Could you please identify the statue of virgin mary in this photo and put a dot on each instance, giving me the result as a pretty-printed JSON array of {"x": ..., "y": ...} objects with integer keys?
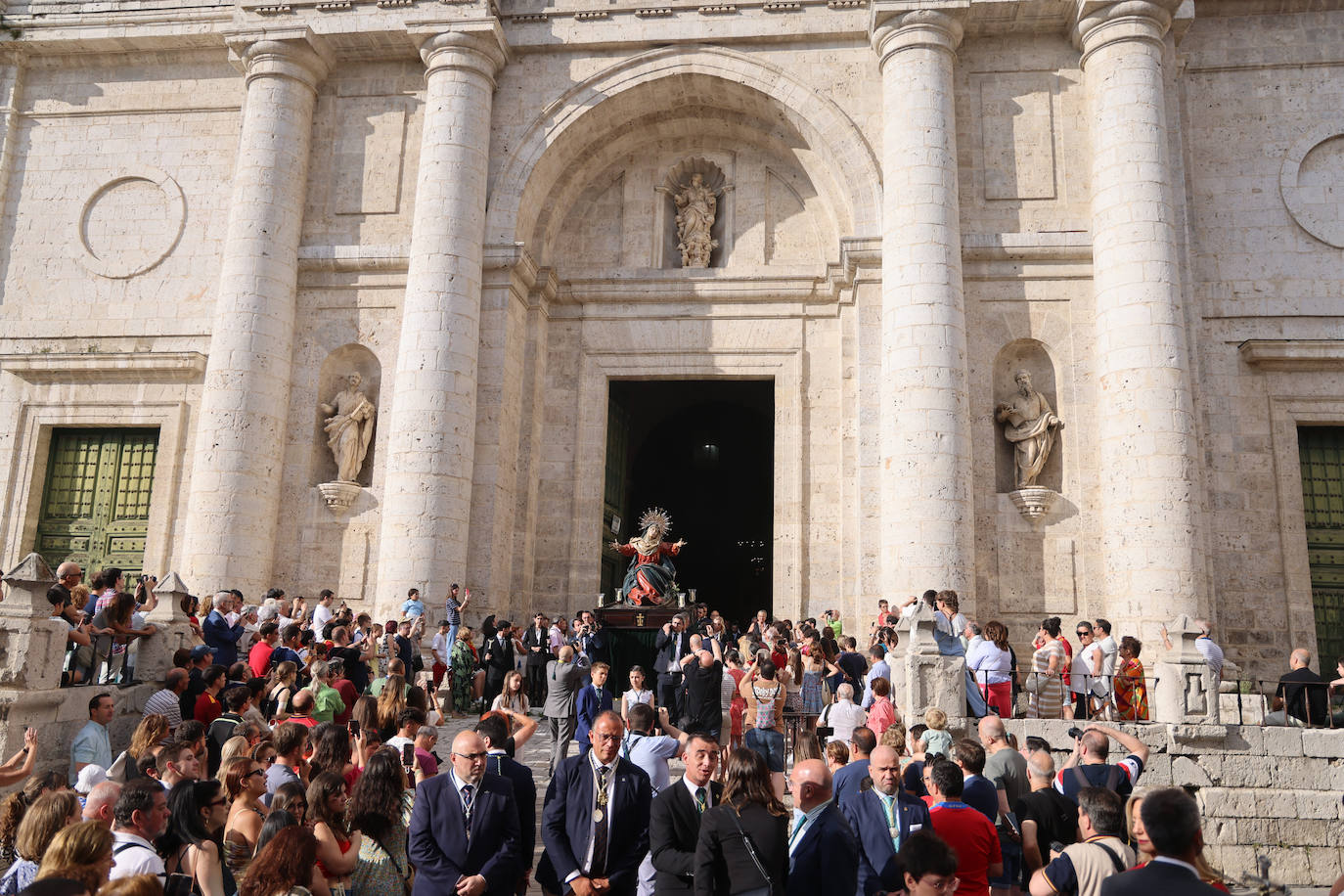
[{"x": 650, "y": 559}]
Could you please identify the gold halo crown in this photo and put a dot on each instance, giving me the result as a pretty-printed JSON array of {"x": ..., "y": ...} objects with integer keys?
[{"x": 656, "y": 517}]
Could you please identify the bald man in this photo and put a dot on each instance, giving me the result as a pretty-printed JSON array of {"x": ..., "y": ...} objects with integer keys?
[
  {"x": 823, "y": 850},
  {"x": 1303, "y": 696},
  {"x": 883, "y": 819},
  {"x": 101, "y": 801},
  {"x": 464, "y": 835}
]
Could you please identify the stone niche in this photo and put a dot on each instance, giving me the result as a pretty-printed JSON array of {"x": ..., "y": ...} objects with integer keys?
[
  {"x": 1026, "y": 355},
  {"x": 331, "y": 379}
]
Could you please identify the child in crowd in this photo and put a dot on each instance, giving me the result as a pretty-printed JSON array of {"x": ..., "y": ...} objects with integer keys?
[
  {"x": 593, "y": 700},
  {"x": 636, "y": 694},
  {"x": 935, "y": 739}
]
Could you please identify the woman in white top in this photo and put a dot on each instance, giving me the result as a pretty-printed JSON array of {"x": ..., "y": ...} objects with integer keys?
[
  {"x": 1084, "y": 670},
  {"x": 514, "y": 697},
  {"x": 992, "y": 664},
  {"x": 636, "y": 694}
]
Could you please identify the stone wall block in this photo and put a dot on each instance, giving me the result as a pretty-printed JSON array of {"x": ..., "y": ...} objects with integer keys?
[
  {"x": 1283, "y": 741},
  {"x": 1326, "y": 743}
]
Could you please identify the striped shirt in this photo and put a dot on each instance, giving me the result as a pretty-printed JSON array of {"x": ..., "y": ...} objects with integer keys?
[{"x": 164, "y": 702}]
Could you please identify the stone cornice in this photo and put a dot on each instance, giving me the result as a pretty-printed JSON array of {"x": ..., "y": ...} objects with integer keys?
[
  {"x": 1293, "y": 353},
  {"x": 81, "y": 367},
  {"x": 280, "y": 53}
]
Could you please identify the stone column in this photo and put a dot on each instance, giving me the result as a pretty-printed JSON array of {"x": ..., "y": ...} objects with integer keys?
[
  {"x": 427, "y": 486},
  {"x": 240, "y": 441},
  {"x": 927, "y": 540},
  {"x": 1146, "y": 442}
]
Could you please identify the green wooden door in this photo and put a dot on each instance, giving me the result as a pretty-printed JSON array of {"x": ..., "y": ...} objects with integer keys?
[
  {"x": 1322, "y": 450},
  {"x": 96, "y": 501}
]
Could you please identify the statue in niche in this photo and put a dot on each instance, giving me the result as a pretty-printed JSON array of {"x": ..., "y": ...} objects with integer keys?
[
  {"x": 348, "y": 428},
  {"x": 696, "y": 205},
  {"x": 1031, "y": 426}
]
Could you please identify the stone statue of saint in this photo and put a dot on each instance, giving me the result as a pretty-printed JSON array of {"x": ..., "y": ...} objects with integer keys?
[
  {"x": 348, "y": 428},
  {"x": 696, "y": 205},
  {"x": 1031, "y": 426}
]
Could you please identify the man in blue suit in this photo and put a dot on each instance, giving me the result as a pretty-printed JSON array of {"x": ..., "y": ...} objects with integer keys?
[
  {"x": 464, "y": 834},
  {"x": 823, "y": 850},
  {"x": 495, "y": 733},
  {"x": 221, "y": 637},
  {"x": 592, "y": 701},
  {"x": 596, "y": 819},
  {"x": 883, "y": 817},
  {"x": 850, "y": 778}
]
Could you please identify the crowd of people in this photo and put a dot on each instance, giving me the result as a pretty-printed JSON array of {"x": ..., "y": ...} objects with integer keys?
[{"x": 295, "y": 751}]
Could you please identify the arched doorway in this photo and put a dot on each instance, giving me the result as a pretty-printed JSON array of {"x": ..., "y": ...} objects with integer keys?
[{"x": 704, "y": 452}]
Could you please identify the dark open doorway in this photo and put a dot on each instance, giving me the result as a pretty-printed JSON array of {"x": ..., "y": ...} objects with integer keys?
[{"x": 704, "y": 452}]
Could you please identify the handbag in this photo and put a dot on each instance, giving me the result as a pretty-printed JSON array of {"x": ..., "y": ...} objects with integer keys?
[{"x": 746, "y": 841}]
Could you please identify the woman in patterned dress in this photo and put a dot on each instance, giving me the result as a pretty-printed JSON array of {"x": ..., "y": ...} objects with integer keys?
[
  {"x": 1131, "y": 691},
  {"x": 1046, "y": 698}
]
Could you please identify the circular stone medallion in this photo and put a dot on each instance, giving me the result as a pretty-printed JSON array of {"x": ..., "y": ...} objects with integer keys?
[{"x": 130, "y": 223}]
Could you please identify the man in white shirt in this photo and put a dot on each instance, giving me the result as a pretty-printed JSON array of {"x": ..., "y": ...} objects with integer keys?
[
  {"x": 140, "y": 817},
  {"x": 879, "y": 669},
  {"x": 843, "y": 716}
]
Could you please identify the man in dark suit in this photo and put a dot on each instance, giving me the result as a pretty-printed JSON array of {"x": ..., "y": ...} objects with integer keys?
[
  {"x": 850, "y": 778},
  {"x": 823, "y": 850},
  {"x": 672, "y": 644},
  {"x": 464, "y": 833},
  {"x": 536, "y": 644},
  {"x": 1171, "y": 820},
  {"x": 883, "y": 817},
  {"x": 675, "y": 823},
  {"x": 495, "y": 731},
  {"x": 498, "y": 658},
  {"x": 596, "y": 819}
]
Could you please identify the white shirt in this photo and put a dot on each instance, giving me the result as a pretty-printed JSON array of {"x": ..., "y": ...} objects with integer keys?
[
  {"x": 322, "y": 615},
  {"x": 139, "y": 859},
  {"x": 1081, "y": 672},
  {"x": 844, "y": 718},
  {"x": 439, "y": 645}
]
━━━━━━━━━━━━━━━━━━━━━━━━━━━━━━
• **OBJECTIVE**
The records above are to be restated exactly, without their pictures.

• **RESULT OF THE EXERCISE**
Could you please identify the statue of virgin mary in this photo and put a dot on each instance, giving me the result as a pretty-printed JSON array of {"x": ..., "y": ...} objects with integer keys?
[{"x": 650, "y": 559}]
Could you please identify the gold halo crown in this photo and put a dot on each instance, giving me the result as a pretty-printed JSON array of {"x": ..., "y": ...} objects with integer keys?
[{"x": 656, "y": 517}]
Could you please identify the bald man in this photo and put a dot on each instance, giving me the result as a pretty-printed JSON array of {"x": ..., "y": ...} objects with integer keys?
[
  {"x": 823, "y": 850},
  {"x": 1303, "y": 696},
  {"x": 883, "y": 819},
  {"x": 101, "y": 801},
  {"x": 464, "y": 835}
]
Could you please identify the stone niche in this photo and put a dot on each instance, giving me the result as a pretty-printed JSON array of {"x": ..., "y": ...} objects with integer keys?
[
  {"x": 1026, "y": 355},
  {"x": 331, "y": 379}
]
Could you please identify the child in crowd in this photo and put a dot on each instance, giving me the result as a pretty-printed JSON array of {"x": ..., "y": ...} objects with integer keys?
[
  {"x": 593, "y": 700},
  {"x": 636, "y": 694},
  {"x": 935, "y": 739}
]
Could you please identify the woman in white top in this photo and put a dot on each instance, giving me the result as a pretty-printed JSON array of {"x": ..., "y": ...} objects with integer keys?
[
  {"x": 1084, "y": 670},
  {"x": 514, "y": 697},
  {"x": 992, "y": 664},
  {"x": 636, "y": 694}
]
Could you please identify the stone wall block in this photo and put a dot on each instance, giving me the result as a pretty-printed JSON array of {"x": ..., "y": ...} objects with integer keys?
[
  {"x": 1283, "y": 741},
  {"x": 1326, "y": 743}
]
Could you please identify the striped shirt in this photo and put a dot on each instance, giving me the result as a pretty-printed JSON array of {"x": ..., "y": ...} objects with integer keys?
[{"x": 164, "y": 702}]
Could you please identify the stone cornice in this photo and put a dot on each instance, giving me the result as a pretty-printed JSON array of {"x": ..., "y": ...} objects with integer keys?
[
  {"x": 1293, "y": 353},
  {"x": 81, "y": 367},
  {"x": 280, "y": 53}
]
Could you please identify the stone column in this photo and put a dot on each instance, giving me the result as a pretty-printed JSON array of {"x": ..., "y": ...} objects with integer keys?
[
  {"x": 427, "y": 486},
  {"x": 240, "y": 441},
  {"x": 927, "y": 540},
  {"x": 1146, "y": 442}
]
Could you please identify the green wooden door in this photo and put a dot on each instance, giving me the result as a pretty-printed JSON array of {"x": ..., "y": ...} objects with integer keys?
[
  {"x": 1322, "y": 450},
  {"x": 96, "y": 501}
]
Could you please identify the statue in niche in this photo and put a dot on each instance, giving me the result as a pretty-printed JSON array of {"x": ..., "y": ...} objects with integer keys?
[
  {"x": 348, "y": 428},
  {"x": 696, "y": 205},
  {"x": 1031, "y": 426}
]
Could you please identify the stone statue of saint in this photo and put a dot on each instance, giving me the result as a pretty-printed JSON array of {"x": ..., "y": ...} objects with integer keys?
[
  {"x": 348, "y": 428},
  {"x": 696, "y": 205},
  {"x": 1031, "y": 426}
]
Could you please identify the man in blue suit in this photo and put a dot on each instance, giving me the result as a pretty-printed JSON array of {"x": ..., "y": ...} objects with integer keys?
[
  {"x": 464, "y": 834},
  {"x": 823, "y": 850},
  {"x": 495, "y": 733},
  {"x": 221, "y": 637},
  {"x": 592, "y": 701},
  {"x": 596, "y": 819},
  {"x": 883, "y": 817},
  {"x": 850, "y": 778}
]
Could you please identify the crowd of people in this photo and put a dot on each instance, giving me the result as a pretty-printed JSON array of {"x": ..., "y": ...} objects with integer keys?
[{"x": 295, "y": 751}]
Could you please identify the arched doorway in this photo and put a dot on each instance, giving me the result as a pretty-printed JSON array of {"x": ..., "y": ...} objects with integer keys?
[{"x": 704, "y": 452}]
Could you please identify the dark open doorway in this photo and put a dot on each instance, giving me the result as a pretty-printed JSON array of {"x": ..., "y": ...} objects with integer keys?
[{"x": 704, "y": 452}]
Could you please identify the handbag in this photo and put a dot on each instance, giving me the result as a pretty-printed JSON array of {"x": ..., "y": ...} objects with integer keys?
[{"x": 746, "y": 841}]
Could you please identify the woman in patterned dress in this photo and put a dot on each instance, giving me the result as a pretty-printed JSON array of {"x": ..., "y": ...} objects with integer keys?
[
  {"x": 1131, "y": 691},
  {"x": 1046, "y": 698}
]
Could you please identify the circular stone medallion in this photo and put a dot on each instance, giving me the result as a pretty-printed JSON array of {"x": ..., "y": ...} objects with integer keys?
[{"x": 130, "y": 223}]
Could you please identify the man in white shirt in this photo and put a dot on each instance, giving me the result as a pretty-printed JSON array of {"x": ..., "y": ...} objects with integer keys?
[
  {"x": 140, "y": 817},
  {"x": 879, "y": 669},
  {"x": 843, "y": 716}
]
Could you please identify the man in dark suit in this photo and put a dot on each instance, giving me the result as a pretty-printed JSON array of {"x": ..., "y": ...} objects with integer keys?
[
  {"x": 850, "y": 778},
  {"x": 823, "y": 850},
  {"x": 672, "y": 644},
  {"x": 464, "y": 833},
  {"x": 536, "y": 644},
  {"x": 1171, "y": 820},
  {"x": 883, "y": 817},
  {"x": 675, "y": 823},
  {"x": 495, "y": 731},
  {"x": 498, "y": 658},
  {"x": 596, "y": 819}
]
Could you please identify the white shirt in this photo and put a dot on each instance, giving me the result as a pretty-printed JSON array of {"x": ..., "y": ...} objects with integer keys?
[
  {"x": 322, "y": 615},
  {"x": 139, "y": 859},
  {"x": 1081, "y": 672},
  {"x": 844, "y": 718},
  {"x": 439, "y": 645}
]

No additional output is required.